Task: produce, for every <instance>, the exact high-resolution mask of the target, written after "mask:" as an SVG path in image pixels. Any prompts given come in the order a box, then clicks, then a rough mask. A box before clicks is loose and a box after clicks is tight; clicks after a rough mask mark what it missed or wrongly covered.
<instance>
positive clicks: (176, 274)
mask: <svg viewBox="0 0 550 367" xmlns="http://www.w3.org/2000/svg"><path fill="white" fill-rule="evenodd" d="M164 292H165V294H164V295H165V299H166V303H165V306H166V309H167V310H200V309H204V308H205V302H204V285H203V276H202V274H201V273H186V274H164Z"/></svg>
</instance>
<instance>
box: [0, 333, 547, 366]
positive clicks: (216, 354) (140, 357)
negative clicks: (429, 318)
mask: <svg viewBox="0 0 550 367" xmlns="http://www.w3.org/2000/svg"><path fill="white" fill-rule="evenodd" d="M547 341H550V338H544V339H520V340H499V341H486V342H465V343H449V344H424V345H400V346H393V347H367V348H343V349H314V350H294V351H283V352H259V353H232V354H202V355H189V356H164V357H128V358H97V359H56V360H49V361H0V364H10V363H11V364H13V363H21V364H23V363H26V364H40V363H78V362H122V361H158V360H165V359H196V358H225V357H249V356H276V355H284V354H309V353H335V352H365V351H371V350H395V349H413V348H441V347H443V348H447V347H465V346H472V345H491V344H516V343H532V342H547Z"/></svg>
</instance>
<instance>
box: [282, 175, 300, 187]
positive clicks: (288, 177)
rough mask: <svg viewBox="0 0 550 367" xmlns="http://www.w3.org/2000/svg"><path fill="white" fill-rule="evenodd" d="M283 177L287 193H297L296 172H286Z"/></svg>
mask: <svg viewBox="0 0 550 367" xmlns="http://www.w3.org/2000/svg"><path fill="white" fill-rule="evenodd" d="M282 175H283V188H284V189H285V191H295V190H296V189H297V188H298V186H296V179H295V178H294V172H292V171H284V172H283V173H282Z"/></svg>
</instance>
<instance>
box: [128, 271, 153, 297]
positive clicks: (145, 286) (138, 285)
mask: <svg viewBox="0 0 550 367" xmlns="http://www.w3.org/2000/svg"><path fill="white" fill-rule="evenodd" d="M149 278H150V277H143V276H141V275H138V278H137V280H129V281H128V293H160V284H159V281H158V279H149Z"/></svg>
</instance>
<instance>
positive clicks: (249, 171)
..........
- WORK REQUEST -
Copy out all of the material above word for word, changing nothing.

- FINISHED EXERCISE -
Task: produce, for every <instance>, the exact high-resolution mask of the target, written after "mask:" as an SVG path in image pixels. Any prompts given come in the order a box, then clicks, then a rough mask. A box before clicks is loose and a box after clicks is tight; clicks after a rough mask mark what it missed or wrongly covered.
<instance>
positive clicks: (176, 274)
mask: <svg viewBox="0 0 550 367" xmlns="http://www.w3.org/2000/svg"><path fill="white" fill-rule="evenodd" d="M164 292H165V294H164V295H165V299H166V303H165V306H166V309H167V310H200V309H204V308H205V302H204V285H203V276H202V274H201V273H186V274H164Z"/></svg>
</instance>
<instance>
box: [0, 333, 547, 366]
positive clicks: (216, 354) (140, 357)
negative clicks: (429, 318)
mask: <svg viewBox="0 0 550 367" xmlns="http://www.w3.org/2000/svg"><path fill="white" fill-rule="evenodd" d="M547 341H550V338H544V339H520V340H499V341H486V342H465V343H449V344H424V345H400V346H393V347H367V348H343V349H314V350H294V351H283V352H259V353H232V354H202V355H189V356H164V357H128V358H97V359H56V360H49V361H0V364H10V363H11V364H13V363H21V364H23V363H26V364H40V363H78V362H122V361H158V360H165V359H196V358H225V357H249V356H276V355H284V354H309V353H335V352H365V351H371V350H395V349H413V348H441V347H443V348H447V347H465V346H472V345H491V344H516V343H532V342H547Z"/></svg>
</instance>
<instance>
box: [282, 175, 300, 187]
positive clicks: (288, 177)
rough mask: <svg viewBox="0 0 550 367" xmlns="http://www.w3.org/2000/svg"><path fill="white" fill-rule="evenodd" d="M283 177L287 193H297L296 172H286Z"/></svg>
mask: <svg viewBox="0 0 550 367" xmlns="http://www.w3.org/2000/svg"><path fill="white" fill-rule="evenodd" d="M282 175H283V188H284V189H285V191H295V190H296V189H297V188H298V186H296V179H295V178H294V172H292V171H284V172H283V173H282Z"/></svg>
</instance>
<instance>
box: [128, 271, 153, 297]
positive clicks: (145, 286) (138, 285)
mask: <svg viewBox="0 0 550 367" xmlns="http://www.w3.org/2000/svg"><path fill="white" fill-rule="evenodd" d="M149 278H150V277H143V276H141V275H138V278H137V280H129V281H128V293H160V284H159V281H158V279H149Z"/></svg>
</instance>
<instance>
positive clicks: (249, 171)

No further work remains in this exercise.